→ **Task to complete**:
Can you convert the lines running from the one containing "Where can the fox neck" through the last of the items into a Markdown table with the columns Row and Line, numbering each line and omitting any blank ones?

(Object location annotation items)
%%
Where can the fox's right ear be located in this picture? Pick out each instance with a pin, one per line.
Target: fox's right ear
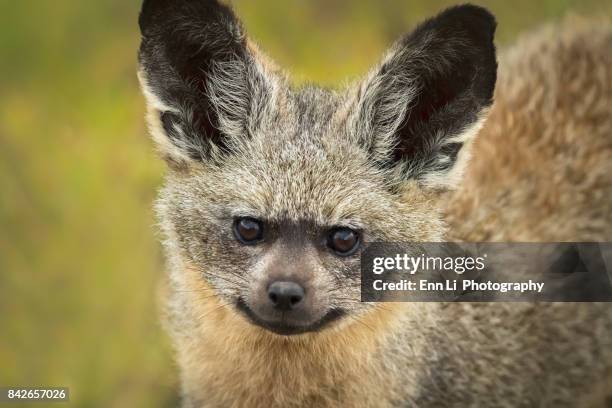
(203, 83)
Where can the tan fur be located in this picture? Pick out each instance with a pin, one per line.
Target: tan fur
(328, 368)
(544, 158)
(541, 172)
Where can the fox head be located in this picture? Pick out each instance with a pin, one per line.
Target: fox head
(272, 191)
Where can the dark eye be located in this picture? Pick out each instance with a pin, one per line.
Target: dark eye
(343, 241)
(247, 230)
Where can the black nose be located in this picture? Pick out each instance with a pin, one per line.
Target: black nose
(285, 295)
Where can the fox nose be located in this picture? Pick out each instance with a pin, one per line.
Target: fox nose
(285, 295)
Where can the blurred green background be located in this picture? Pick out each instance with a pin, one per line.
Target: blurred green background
(79, 258)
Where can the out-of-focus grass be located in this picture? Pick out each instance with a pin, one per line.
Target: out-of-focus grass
(79, 259)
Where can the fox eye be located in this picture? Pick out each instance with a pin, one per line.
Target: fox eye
(343, 241)
(248, 230)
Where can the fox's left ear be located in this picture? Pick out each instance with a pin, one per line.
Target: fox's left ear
(206, 86)
(419, 110)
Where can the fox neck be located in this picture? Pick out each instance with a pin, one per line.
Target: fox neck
(227, 361)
%%
→ **Solution for this task**:
| Row | Line |
|---|---|
| 1 | Where can the fox neck be located in this picture? Pick out each instance with a pin, one per line. |
| 2 | Target: fox neck |
| 3 | (227, 361) |